= Document text =
※

Just reward came in the 26th minute from Semi Radrada who was put through a yawning gap by the final pass from Tevita Cavabuti and in for their second, converted try, and the lead at 14-17.

But that was the final grandstand play by the visitors as Scotland regrouped and went on the offensive.

The final 10 minutes of the half was almost all inside Fiji’s half and Scotland managed to cross the line twice before having a third attempt confirmed.

Two yellows in quick succession for Fiji had them at a severe disadvantage. The first for Cavabutu lead to Brown crashing over, but his second touchdown off the back of a maul was deemed to have been ‘guided’ by Jamie Richie so was disallowed. Then the Scottish pack drove Willem Nel over, but he fumbled the ball just short, another TMO ‘look’ confirming the on-field verdict.

※

Stored records:
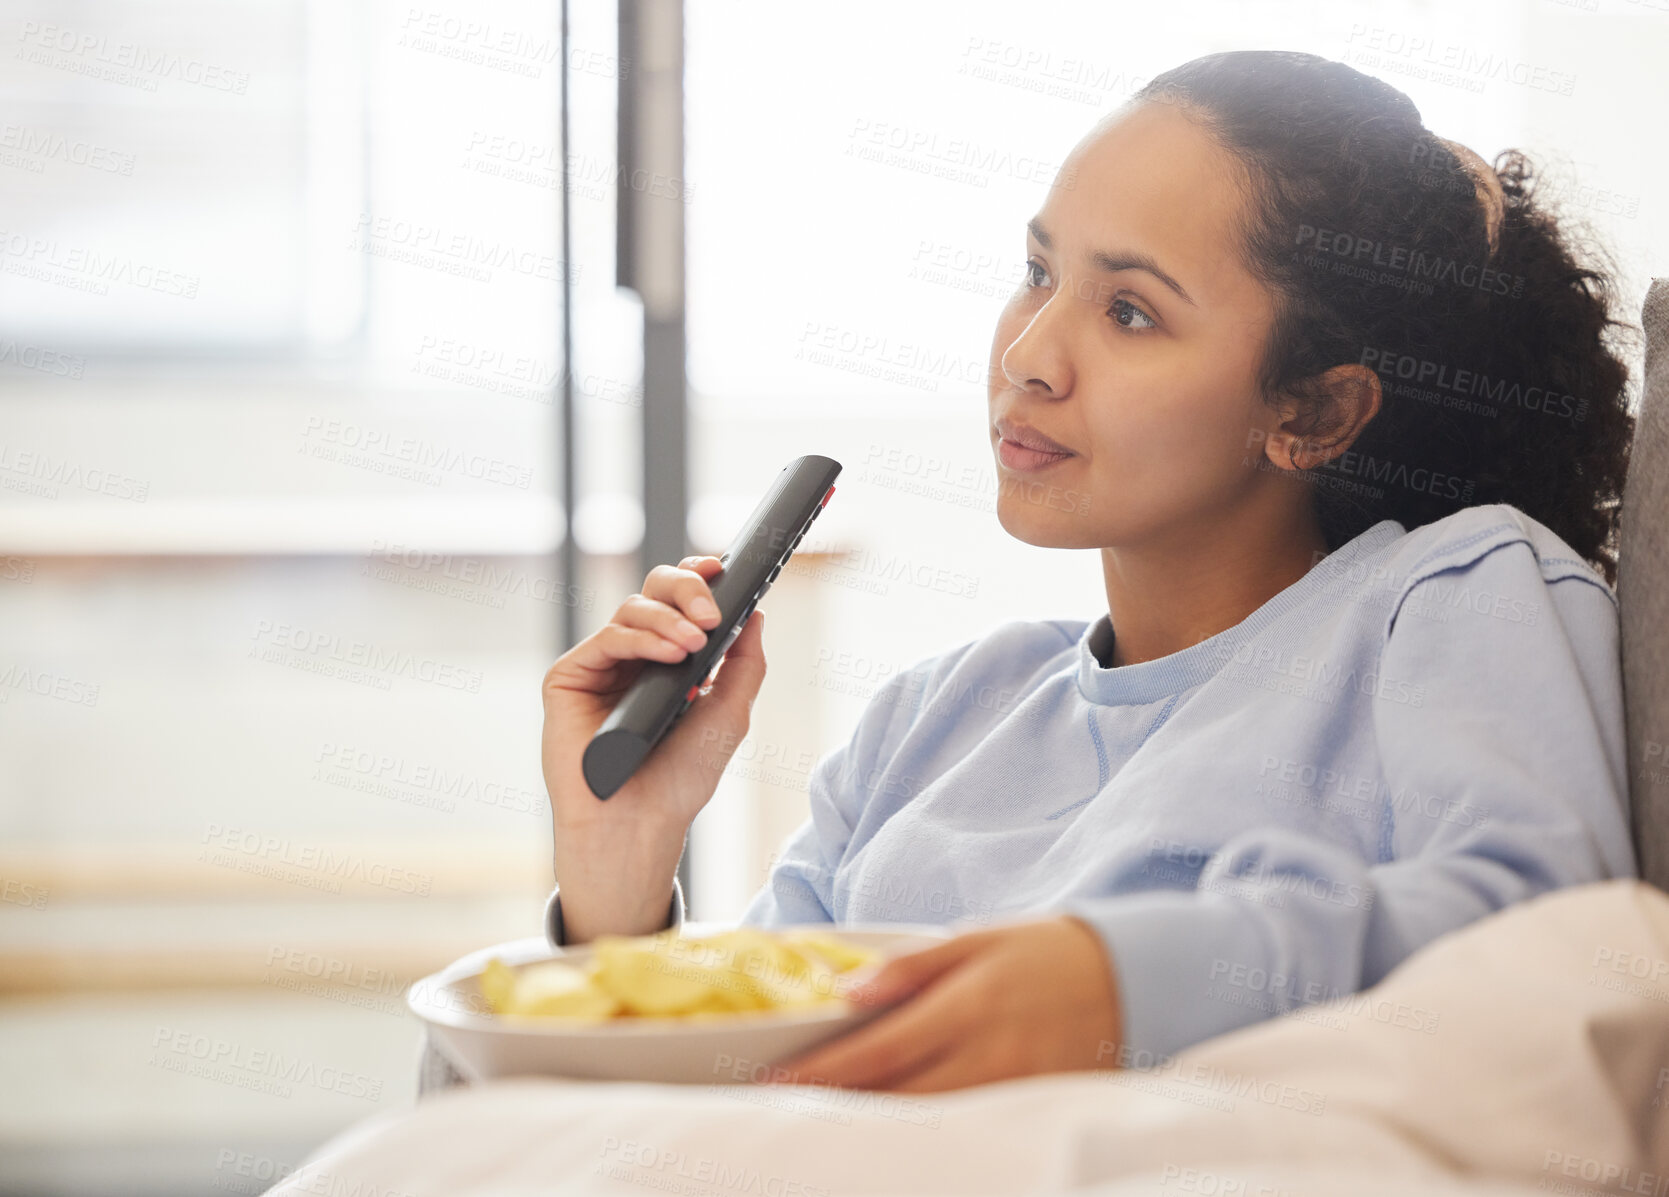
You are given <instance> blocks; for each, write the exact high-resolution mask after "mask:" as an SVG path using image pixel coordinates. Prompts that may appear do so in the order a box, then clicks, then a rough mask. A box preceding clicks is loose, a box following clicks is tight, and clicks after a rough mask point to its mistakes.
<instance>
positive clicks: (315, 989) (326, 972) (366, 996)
mask: <svg viewBox="0 0 1669 1197" xmlns="http://www.w3.org/2000/svg"><path fill="white" fill-rule="evenodd" d="M260 980H262V982H264V983H267V985H272V987H275V988H282V990H287V992H290V993H302V995H307V997H319V998H325V1000H327V1002H337V1003H340V1005H350V1007H355V1008H361V1010H372V1012H376V1013H387V1015H394V1017H397V1018H404V1017H407V1013H409V1010H407V1008H406V1003H404V1002H402V1000H401V997H402V995H404V993H406V988H407V987H409V985H411V983H412V982H414V980H417V978H416V977H397V975H394V973H391V972H389V970H387V968H367V967H366V965H359V963H354V962H352V960H342V958H339V957H327V955H324V953H322V952H310V950H307V948H290V947H285V945H282V943H274V945H272V947H270V948H267V972H265V975H264V977H262V978H260Z"/></svg>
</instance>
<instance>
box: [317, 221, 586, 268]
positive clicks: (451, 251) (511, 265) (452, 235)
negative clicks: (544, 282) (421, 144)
mask: <svg viewBox="0 0 1669 1197" xmlns="http://www.w3.org/2000/svg"><path fill="white" fill-rule="evenodd" d="M347 249H349V250H357V252H361V254H369V255H372V257H381V259H384V260H389V262H402V264H406V265H416V267H422V269H426V270H437V272H441V274H451V275H456V277H461V279H472V280H474V282H492V270H497V269H506V270H511V272H512V274H521V275H524V277H527V279H537V280H542V282H562V279H564V277H566V279H571V280H572V279H577V277H579V267H577V265H574V264H571V262H562V259H559V257H556V255H554V254H542V252H539V250H536V249H526V247H522V245H514V244H511V242H502V240H489V239H486V237H477V235H474V234H471V232H462V230H454V229H442V227H439V225H431V224H422V222H416V220H402V219H399V217H391V215H387V214H381V212H379V214H372V212H361V214H359V220H355V222H354V227H352V230H350V232H349V240H347Z"/></svg>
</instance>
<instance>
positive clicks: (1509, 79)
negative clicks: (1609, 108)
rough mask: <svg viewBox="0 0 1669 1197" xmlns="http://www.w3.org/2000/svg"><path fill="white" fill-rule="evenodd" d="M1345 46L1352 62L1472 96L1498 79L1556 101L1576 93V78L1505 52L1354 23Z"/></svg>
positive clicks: (1561, 70) (1517, 86) (1426, 35)
mask: <svg viewBox="0 0 1669 1197" xmlns="http://www.w3.org/2000/svg"><path fill="white" fill-rule="evenodd" d="M1345 45H1347V47H1349V50H1347V57H1345V60H1347V62H1355V63H1357V65H1364V67H1380V68H1382V70H1389V72H1394V73H1400V75H1410V77H1414V78H1424V80H1430V82H1434V83H1445V85H1450V87H1462V88H1464V90H1467V92H1482V90H1484V83H1485V82H1489V80H1497V78H1499V80H1502V82H1507V83H1514V85H1517V87H1529V88H1530V90H1537V92H1551V93H1554V95H1571V93H1572V92H1574V90H1576V75H1572V73H1569V72H1562V70H1554V68H1552V67H1547V65H1542V63H1532V62H1525V60H1522V58H1514V57H1510V55H1507V53H1502V52H1499V50H1477V48H1474V47H1469V45H1462V43H1459V42H1442V40H1437V38H1432V37H1427V35H1425V33H1404V32H1402V30H1395V28H1389V27H1385V25H1365V23H1360V22H1357V23H1352V25H1350V35H1349V37H1347V38H1345Z"/></svg>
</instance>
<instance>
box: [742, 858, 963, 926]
mask: <svg viewBox="0 0 1669 1197" xmlns="http://www.w3.org/2000/svg"><path fill="white" fill-rule="evenodd" d="M781 860H783V856H781V853H779V851H776V853H771V860H769V861H768V863H766V881H768V883H769V876H771V873H773V871H774V868H776V866H778V863H781ZM786 873H788V875H789V876H796V878H799V880H804V881H808V883H809V885H811V886H813V891H814V893H816V896H818V902H821V903H831V902H833V895H834V878H836V876H838V875H840V873H838V871H836V870H833V868H829V866H826V865H818V863H816V861H809V860H793V861H789V863H788V865H786ZM841 895H843V896H845V907H843V910H845V912H851V910H853V908H856V910H858V912H860V913H861V915H863V917H865V918H870V917H873V913H876V912H878V910H885V912H886V918H883V920H881V922H893V923H900V922H903V923H956V922H966V923H980V925H981V927H988V925H990V923H991V918H993V917H995V915H996V907H995V903H993V902H991V900H990V898H970V896H966V895H963V893H956V891H953V890H946V888H941V886H935V888H928V886H925V885H921V881H920V880H918V878H915V876H888V875H883V873H876V871H858V870H851V871H848V873H846V876H845V878H843V885H841Z"/></svg>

※

= Problems to solve =
[1] From the rugby match report, list every player named with both a first name and a surname.
[2] Pick up the rugby match report after its final sentence and carry it on.

= Outputs by task =
[1]
- Semi Radrada
- Tevita Cavabuti
- Jamie Richie
- Willem Nel

[2]
Leone Nakarawa was then binned for another maul infringement giving the Scots a two man advantage and loads of space wide for Tommy Seymour to get on the end of a wide pass from Finn Russell and dive over in the corner.

Greig Laidlaw kicking for goal. © J. L. Preece

Laidlaw then converted from out wide for a half time lead of 21-17.

With only 13 men on the pitch for the start of the second half, Fiji had little hope of containing the Scot’s resurgence and, two minutes into the half, Sean Maitland scored, under intense pressure, for his 10th International try and 26-17. Laidlaw , again converted so it was quickly 28-17.

And that was, essentially, game over. Fiji did their utmost, trying to break from deep, but, apart from a penalty chance around the 50 minute mark, the half was dominated by Scotland.

With Fiji trapped near their goal as the hour approached line they did what any, self-respecting International side would do, and tried to run it clear! That didn’t, naturally, go at all well, and lead, ultimately, to Seymour scoring his second try. Converted again by Laidlaw, it was now 35-17.

Sean Maitland attacking the Fijian line. © J. L. Preece

The sixth Scottish try had ‘Fiji’ written all over it as a build up of sublime passing, offloading and running put Seymour in the corner for his hat-trick and 40-17 on 62 minutes.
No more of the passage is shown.